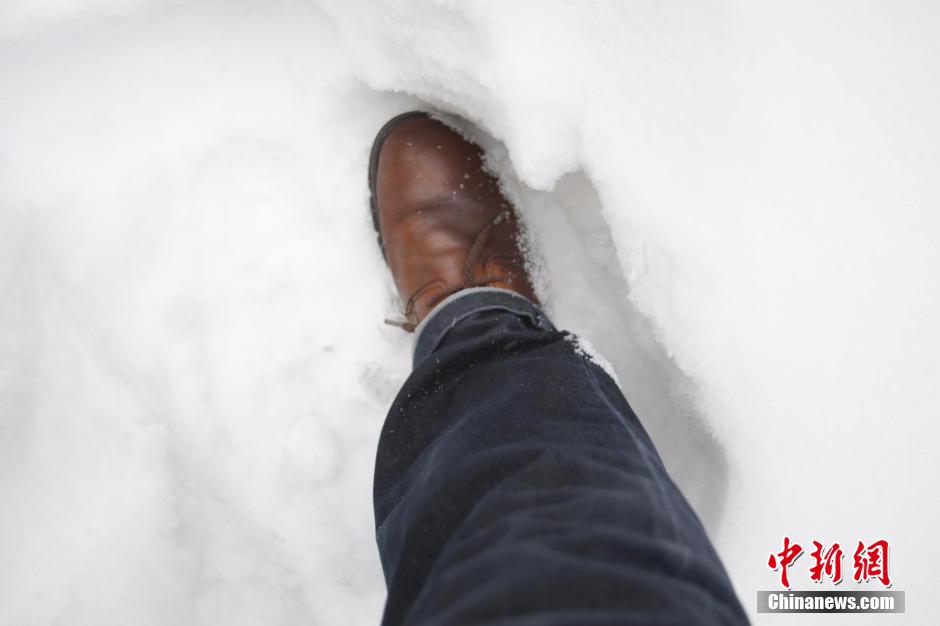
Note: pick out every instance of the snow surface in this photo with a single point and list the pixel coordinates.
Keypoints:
(736, 203)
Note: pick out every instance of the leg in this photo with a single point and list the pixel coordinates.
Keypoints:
(514, 485)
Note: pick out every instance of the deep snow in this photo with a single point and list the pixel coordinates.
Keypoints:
(736, 203)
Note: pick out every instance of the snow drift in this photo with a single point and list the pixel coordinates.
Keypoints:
(735, 203)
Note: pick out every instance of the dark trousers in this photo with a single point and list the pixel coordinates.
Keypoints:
(514, 485)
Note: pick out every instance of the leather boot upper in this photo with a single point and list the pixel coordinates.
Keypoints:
(443, 222)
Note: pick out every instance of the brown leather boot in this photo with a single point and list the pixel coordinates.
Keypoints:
(443, 223)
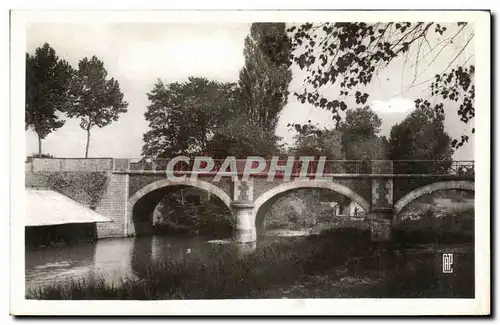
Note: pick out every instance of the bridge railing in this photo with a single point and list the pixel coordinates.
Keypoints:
(448, 167)
(329, 166)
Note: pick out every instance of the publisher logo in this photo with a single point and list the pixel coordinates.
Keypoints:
(447, 263)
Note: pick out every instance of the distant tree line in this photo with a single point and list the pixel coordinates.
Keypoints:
(55, 89)
(205, 117)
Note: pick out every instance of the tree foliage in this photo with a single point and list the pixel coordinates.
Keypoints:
(266, 75)
(313, 141)
(421, 136)
(47, 80)
(96, 99)
(184, 117)
(360, 135)
(351, 55)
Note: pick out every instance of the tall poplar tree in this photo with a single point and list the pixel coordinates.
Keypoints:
(97, 100)
(47, 80)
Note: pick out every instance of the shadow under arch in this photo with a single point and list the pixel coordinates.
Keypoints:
(145, 200)
(300, 184)
(430, 188)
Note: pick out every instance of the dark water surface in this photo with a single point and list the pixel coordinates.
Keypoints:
(415, 272)
(114, 258)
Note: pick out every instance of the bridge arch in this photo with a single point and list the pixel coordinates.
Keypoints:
(288, 186)
(165, 183)
(427, 189)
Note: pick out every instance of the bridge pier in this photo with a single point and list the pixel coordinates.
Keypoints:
(244, 230)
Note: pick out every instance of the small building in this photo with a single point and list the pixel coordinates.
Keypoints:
(52, 218)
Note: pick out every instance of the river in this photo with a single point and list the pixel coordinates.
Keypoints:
(112, 259)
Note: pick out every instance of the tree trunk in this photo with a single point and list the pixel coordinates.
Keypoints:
(39, 145)
(88, 143)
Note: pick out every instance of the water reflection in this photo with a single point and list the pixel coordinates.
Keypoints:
(116, 258)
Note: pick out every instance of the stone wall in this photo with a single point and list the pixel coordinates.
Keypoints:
(70, 164)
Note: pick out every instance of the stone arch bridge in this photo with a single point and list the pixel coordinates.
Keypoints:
(131, 190)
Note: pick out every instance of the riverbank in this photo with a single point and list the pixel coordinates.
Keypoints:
(336, 263)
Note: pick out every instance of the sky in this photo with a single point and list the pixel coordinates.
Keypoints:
(139, 54)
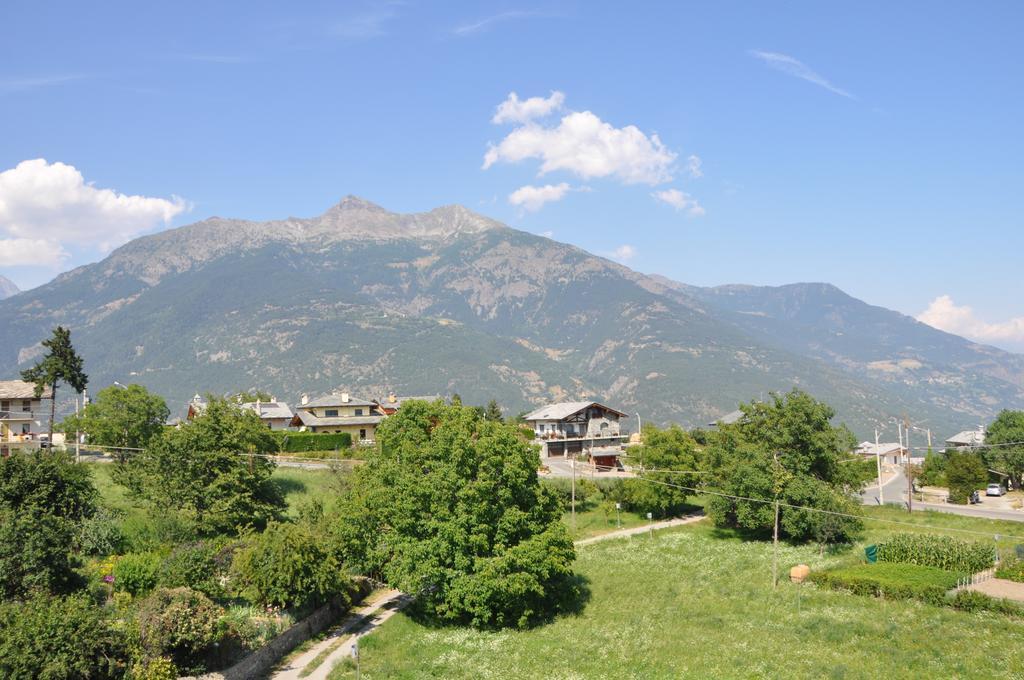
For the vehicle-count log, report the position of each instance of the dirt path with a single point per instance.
(1010, 590)
(679, 521)
(359, 623)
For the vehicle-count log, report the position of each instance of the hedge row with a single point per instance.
(296, 442)
(942, 552)
(891, 581)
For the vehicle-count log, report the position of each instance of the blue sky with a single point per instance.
(875, 145)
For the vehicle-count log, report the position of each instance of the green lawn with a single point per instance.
(298, 485)
(696, 602)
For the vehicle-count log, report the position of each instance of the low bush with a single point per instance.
(939, 551)
(296, 442)
(970, 600)
(202, 565)
(56, 637)
(1012, 570)
(893, 581)
(100, 534)
(178, 624)
(136, 572)
(289, 565)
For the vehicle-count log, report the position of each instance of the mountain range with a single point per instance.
(445, 301)
(7, 288)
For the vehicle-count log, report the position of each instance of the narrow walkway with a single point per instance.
(1010, 590)
(679, 521)
(357, 624)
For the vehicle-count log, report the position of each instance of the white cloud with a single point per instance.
(514, 110)
(945, 314)
(798, 69)
(586, 145)
(693, 164)
(483, 24)
(47, 202)
(680, 201)
(31, 252)
(624, 253)
(532, 198)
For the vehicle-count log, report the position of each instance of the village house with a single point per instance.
(889, 452)
(967, 438)
(390, 404)
(339, 413)
(22, 413)
(571, 428)
(275, 415)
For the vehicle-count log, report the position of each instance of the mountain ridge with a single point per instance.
(449, 300)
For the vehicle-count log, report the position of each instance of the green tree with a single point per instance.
(121, 417)
(58, 638)
(666, 454)
(60, 364)
(451, 509)
(785, 450)
(1007, 431)
(43, 500)
(209, 470)
(493, 412)
(965, 473)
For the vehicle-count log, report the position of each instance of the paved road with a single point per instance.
(894, 492)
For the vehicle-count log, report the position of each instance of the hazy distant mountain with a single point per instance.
(451, 301)
(7, 288)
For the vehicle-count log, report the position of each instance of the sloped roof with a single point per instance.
(564, 410)
(335, 400)
(310, 420)
(968, 438)
(18, 389)
(269, 410)
(728, 419)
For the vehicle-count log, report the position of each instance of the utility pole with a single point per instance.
(909, 478)
(878, 463)
(572, 465)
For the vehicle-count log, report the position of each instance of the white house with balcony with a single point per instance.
(570, 428)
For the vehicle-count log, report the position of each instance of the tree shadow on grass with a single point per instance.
(568, 598)
(287, 485)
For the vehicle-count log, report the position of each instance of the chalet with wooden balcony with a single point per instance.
(571, 428)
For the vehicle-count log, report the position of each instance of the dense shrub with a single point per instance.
(55, 637)
(970, 600)
(289, 564)
(100, 534)
(295, 442)
(1012, 570)
(136, 572)
(43, 500)
(939, 551)
(200, 565)
(178, 624)
(893, 581)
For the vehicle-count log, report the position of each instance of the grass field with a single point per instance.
(696, 602)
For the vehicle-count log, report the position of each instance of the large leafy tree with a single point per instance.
(966, 473)
(1007, 431)
(43, 500)
(671, 461)
(450, 509)
(785, 450)
(209, 470)
(127, 417)
(60, 364)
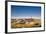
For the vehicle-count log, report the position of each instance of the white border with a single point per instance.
(24, 29)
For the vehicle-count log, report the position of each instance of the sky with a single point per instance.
(25, 11)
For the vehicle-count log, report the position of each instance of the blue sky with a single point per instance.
(25, 11)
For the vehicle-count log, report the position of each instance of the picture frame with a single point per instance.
(23, 3)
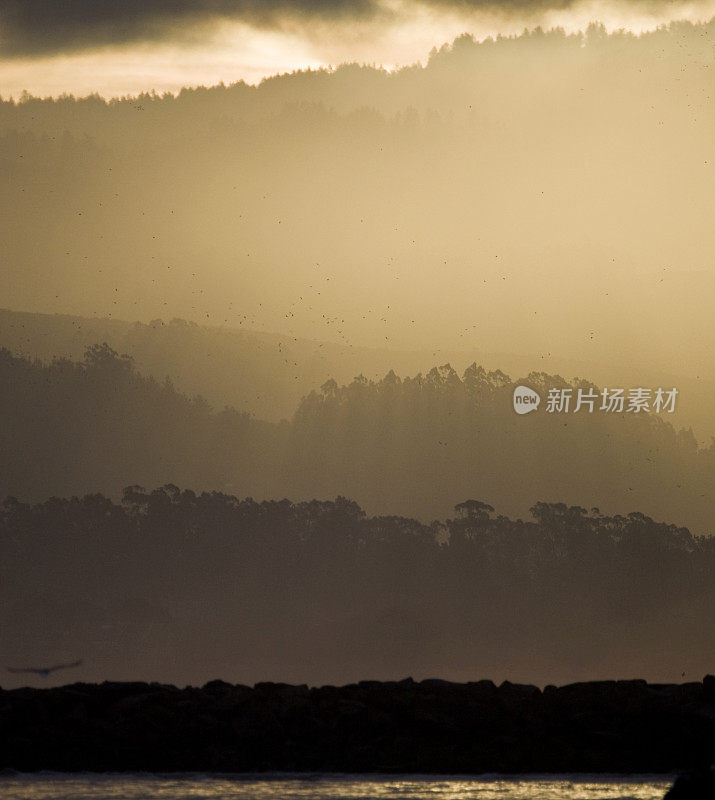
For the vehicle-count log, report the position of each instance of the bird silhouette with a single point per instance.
(43, 672)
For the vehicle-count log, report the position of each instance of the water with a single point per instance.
(54, 786)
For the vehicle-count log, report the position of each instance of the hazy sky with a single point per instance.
(114, 48)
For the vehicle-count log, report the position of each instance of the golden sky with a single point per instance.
(114, 60)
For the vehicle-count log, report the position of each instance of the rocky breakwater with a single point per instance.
(401, 726)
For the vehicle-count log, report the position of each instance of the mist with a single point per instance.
(259, 348)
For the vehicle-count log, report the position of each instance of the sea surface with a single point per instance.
(192, 786)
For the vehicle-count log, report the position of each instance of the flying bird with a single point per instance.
(43, 672)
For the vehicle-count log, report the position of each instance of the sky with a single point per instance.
(81, 47)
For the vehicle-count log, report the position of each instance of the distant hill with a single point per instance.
(413, 446)
(267, 374)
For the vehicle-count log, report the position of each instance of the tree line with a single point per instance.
(412, 446)
(171, 584)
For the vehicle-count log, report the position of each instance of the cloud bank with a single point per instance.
(44, 27)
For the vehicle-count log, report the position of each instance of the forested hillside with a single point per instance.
(181, 587)
(413, 447)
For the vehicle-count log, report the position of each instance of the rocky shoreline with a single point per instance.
(431, 726)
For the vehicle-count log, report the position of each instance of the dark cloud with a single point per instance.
(33, 27)
(30, 27)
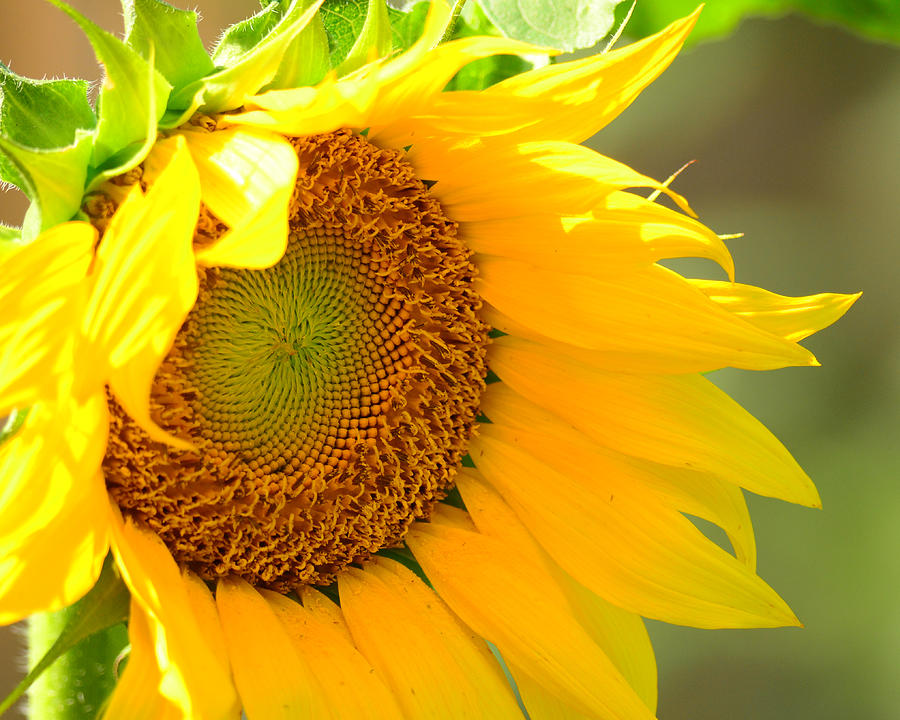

→ **Problem details**
Extract every line of the items above without changing a word, and leave the pictures out.

→ **Result of the task**
Note: pick out every instance of the snow surface in this photo with a single point and list the pixel coordinates.
Keypoints:
(736, 203)
Note: pick out every instance of the leg in this photo with a single point and list the pixel coordinates.
Keypoints:
(514, 485)
Note: pick out every instance of the deep snow in this photo with a single point and list the pixel coordinates.
Keypoints:
(736, 203)
Note: pick out every instance of the snow drift in this photo with a single point and list the pixel coordinates.
Keypoints:
(735, 203)
Note: pick out every instance of the dark trousers in this photo with a single point and list the pixel coordinates.
Keypoints:
(514, 485)
Note: pick out every instance of the leather boot upper in this photo with a single point and list the pixel coordinates.
Keypoints:
(443, 222)
Note: pick out every instance of the brown leather boot in this photo with a single point and list the pixel coordinates.
Keypoints:
(443, 223)
Note: pick out every instance of the bridge railing in this photo with a single point and list the pixel coordinates.
Keypoints:
(448, 167)
(329, 166)
Note: pick out every instance of the publisher logo in this photo with a single point and list the pixel coordinates.
Keypoints:
(447, 263)
Note: pick out every instance of the distant tree line in this photo with a single point and list the pixel coordinates.
Keypoints:
(55, 89)
(205, 117)
Note: pick out every instance of the tree foliage in this photo with a single point and list the pixel coordinates.
Keypoints:
(266, 75)
(313, 141)
(421, 136)
(47, 80)
(96, 99)
(184, 117)
(360, 135)
(351, 55)
Note: pick out every instance of the tall poplar tree in this photo with a single point and list the pixel coordinates.
Keypoints:
(97, 100)
(47, 80)
Note: pick out every instance of the shadow under arch in this photo with a single point and list the pixel coordinates.
Keypoints:
(145, 200)
(300, 184)
(430, 188)
Note: pick out every instance of the dark water surface in this photo with a single point and list the pixel coordinates.
Keypoints:
(415, 272)
(114, 258)
Note: pick out every instance of the bridge arch in this photo with a single point and list the pixel coordinates.
Keypoints:
(288, 186)
(165, 183)
(427, 189)
Note: pick out every instance of the bridge pier in this photo with a single point and list the pixel coordinates.
Keypoints:
(244, 230)
Note: pick out every instance of the small building in this photo with a single point and list the pixel coordinates.
Keypoints:
(52, 218)
Note: pick out every instance of the river in this photo with a single point and list the pixel coordinates.
Keypoints:
(112, 259)
Note: pick out every instance of the tree trunk in this photo with a single point and list the pixel coordinates.
Keypoints:
(39, 145)
(88, 143)
Note: pick out every instance of the water reflection in this photo with a single point and list the pixel coordinates.
Keypoints:
(116, 258)
Note: pick out every instance of the stone wall in this photo with a single point and list the pixel coordinates.
Keypoints:
(70, 164)
Note: pick out every instance of the stone arch bridge in this photo with a single point and list the pixel coordinates.
Keypoints:
(131, 190)
Note: pick out every instance of the riverbank in this photo with a single point and list the pixel coordinates.
Keypoints:
(336, 263)
Note: pick out every instance of the sky in this photo with a single point and list the pixel coordinates.
Keypoints:
(139, 54)
For the vehicle-count log, report the position of each instance of the dirt path with a single point per instance.
(1010, 590)
(679, 521)
(359, 623)
For the vehicle-count log, report the position of each instance of the hedge row with a single point per instance.
(296, 442)
(942, 552)
(891, 581)
For the vehicle-count log, report the position of each instance of the blue sky with a single point per instance.
(875, 145)
For the vehicle-count log, report the position of each instance of the green lawn with a single point per instance.
(298, 485)
(696, 602)
For the vehicle-count log, report the position of each instance of the low bush with a single point per instance.
(939, 551)
(296, 442)
(970, 600)
(202, 565)
(56, 637)
(1012, 570)
(893, 581)
(100, 534)
(178, 624)
(136, 572)
(289, 565)
For the vehicle-count log, report the position of each instance of the mountain range with a single point per instance.
(445, 301)
(7, 288)
For the vehicle-count log, report the position of each instance of the narrow walkway with a single point per instance.
(1010, 590)
(679, 521)
(357, 624)
For the vehicle-count log, report the position of each instance of the white cloud with a single point per instance.
(514, 110)
(945, 314)
(798, 69)
(586, 145)
(693, 164)
(483, 24)
(47, 202)
(680, 201)
(31, 252)
(624, 253)
(532, 198)
For the vehicle-count log, report the position of each instance of the village house with a single point per instance.
(889, 452)
(967, 438)
(390, 404)
(339, 413)
(22, 413)
(571, 428)
(275, 415)
For the vehicle-count log, report the position of each instance of the mountain ridge with a single point per instance.
(449, 300)
For the vehicle-count log, report the position of each instance of the green tree with a single point per instance.
(121, 417)
(58, 638)
(666, 454)
(60, 364)
(451, 509)
(785, 450)
(1007, 431)
(43, 500)
(209, 470)
(493, 412)
(965, 473)
For the vehicle-count log, report the position of each instance of the paved road with a single point per instance.
(894, 492)
For the vehicle-count log, report the position of each instance of the hazy distant mountain with a single point per instance.
(451, 301)
(7, 288)
For the vehicle-count log, report the position of each instance of the sloped roof with a single point per instance.
(564, 410)
(335, 400)
(310, 420)
(968, 438)
(18, 389)
(269, 410)
(728, 419)
For the vehicle-count log, report the position of each instance of the utility pole with a single point per instance.
(909, 478)
(878, 463)
(572, 465)
For the vehicle-count log, report the position of each instance of the white house with balcony with a single point per instance.
(570, 428)
For the vehicle-count log, report the position of each instance of the tree shadow on grass with a single point per instance.
(568, 598)
(287, 485)
For the vehicle-count log, report the position of each instance of the chalet with wooden balcony with a single point per instance.
(571, 428)
For the vehicle-count log, report the position of each instance of the dense shrub with a single point per instance.
(55, 637)
(970, 600)
(289, 564)
(100, 534)
(295, 442)
(1012, 570)
(136, 572)
(43, 500)
(939, 551)
(200, 565)
(178, 624)
(893, 581)
For the vehicle-count log, report the position of each instance of the grass field with a single point per instance.
(696, 602)
For the vehicle-count log, report the position of each instance of the large leafy tree with a single point per instance.
(966, 473)
(1007, 431)
(43, 500)
(671, 461)
(450, 509)
(785, 450)
(209, 470)
(127, 417)
(60, 364)
For the vehicle-count log, report the position of each instance of the white border with a single point per instance.
(24, 29)
For the vehicle-count log, report the position of each instance of the sky with a single point per instance.
(25, 11)
For the vehicle-count log, report the position of each instance of the blue sky with a single point per instance.
(25, 11)
For the vehicle-count log, report the position of each instance of the picture frame with a single point per instance.
(23, 3)
For the vehicle-count log, report the position of each instance of the bird silhouette with a single point per instance.
(43, 672)
For the vehicle-count log, report the position of each instance of the water with a single point per instance.
(54, 786)
For the vehicle-count log, report the position of each instance of the hazy sky with a single point per instance.
(114, 48)
For the vehicle-count log, report the position of each instance of the golden sky with a single point per instance.
(114, 60)
For the vehicle-count log, report the position of each instance of the rocky breakwater with a single point per instance.
(401, 726)
For the vehicle-count log, report the position of each instance of the mist with a single point per instance.
(259, 348)
For the vehicle-count log, report the position of each instance of the sea surface with a single point per instance.
(192, 786)
For the vehicle-count log, report the position of each instance of the flying bird with a single point per instance.
(43, 672)
For the vehicle-count log, report the position of each instance of the sky with a single point per instance.
(81, 47)
For the vehicle-count log, report the position of each instance of the distant hill with a single point per instance.
(413, 446)
(267, 374)
For the vehicle-count log, report the position of each instance of the tree line with a single point per instance.
(412, 446)
(171, 584)
For the vehicle-count log, report the position of each instance of the cloud bank with a single point per instance.
(44, 27)
For the vehicle-count log, report the position of each instance of the forested hillside with a single point per instance.
(181, 587)
(413, 447)
For the vehicle-count log, report the position of each instance of the rocky shoreline with a single point per instance.
(431, 726)
For the vehicle-count log, report the position of each instance of the dark cloud with a single point per instance.
(33, 27)
(30, 27)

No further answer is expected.